__Task prompt__
Restate exactly, please, each line of the listing from the one with "# example output" to the last, including both.

__Provided entries__
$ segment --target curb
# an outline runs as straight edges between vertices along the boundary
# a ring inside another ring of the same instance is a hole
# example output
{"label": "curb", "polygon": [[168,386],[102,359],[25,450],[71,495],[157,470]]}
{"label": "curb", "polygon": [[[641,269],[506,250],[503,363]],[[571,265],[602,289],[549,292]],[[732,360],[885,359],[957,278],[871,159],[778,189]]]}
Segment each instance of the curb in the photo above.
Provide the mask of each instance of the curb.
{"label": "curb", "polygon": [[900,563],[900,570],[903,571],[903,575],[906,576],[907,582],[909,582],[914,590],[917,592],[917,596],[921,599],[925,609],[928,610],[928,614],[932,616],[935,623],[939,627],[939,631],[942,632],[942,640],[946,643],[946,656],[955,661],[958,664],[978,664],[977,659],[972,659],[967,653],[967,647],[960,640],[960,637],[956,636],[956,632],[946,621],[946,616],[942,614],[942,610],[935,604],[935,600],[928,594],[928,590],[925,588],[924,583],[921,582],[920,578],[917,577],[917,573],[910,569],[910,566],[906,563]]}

__Final answer__
# example output
{"label": "curb", "polygon": [[168,386],[102,359],[25,450],[71,495],[157,470]]}
{"label": "curb", "polygon": [[[641,269],[506,250],[503,363]],[[571,265],[602,289],[549,292]],[[732,360],[885,359],[957,278],[871,159],[778,189]]]}
Segment each instance of the curb in the photo above.
Provide the mask of each instance of the curb.
{"label": "curb", "polygon": [[900,563],[900,570],[903,571],[903,575],[906,576],[907,582],[909,582],[914,590],[917,592],[917,596],[921,599],[925,609],[928,610],[928,614],[932,616],[935,623],[939,627],[939,631],[942,632],[942,640],[946,643],[946,656],[955,661],[958,664],[978,664],[977,659],[972,659],[967,653],[967,647],[960,640],[960,637],[956,636],[956,632],[946,621],[946,616],[942,614],[942,610],[935,604],[935,600],[928,594],[928,590],[925,588],[924,583],[921,582],[920,578],[917,577],[917,573],[910,569],[910,566],[906,563]]}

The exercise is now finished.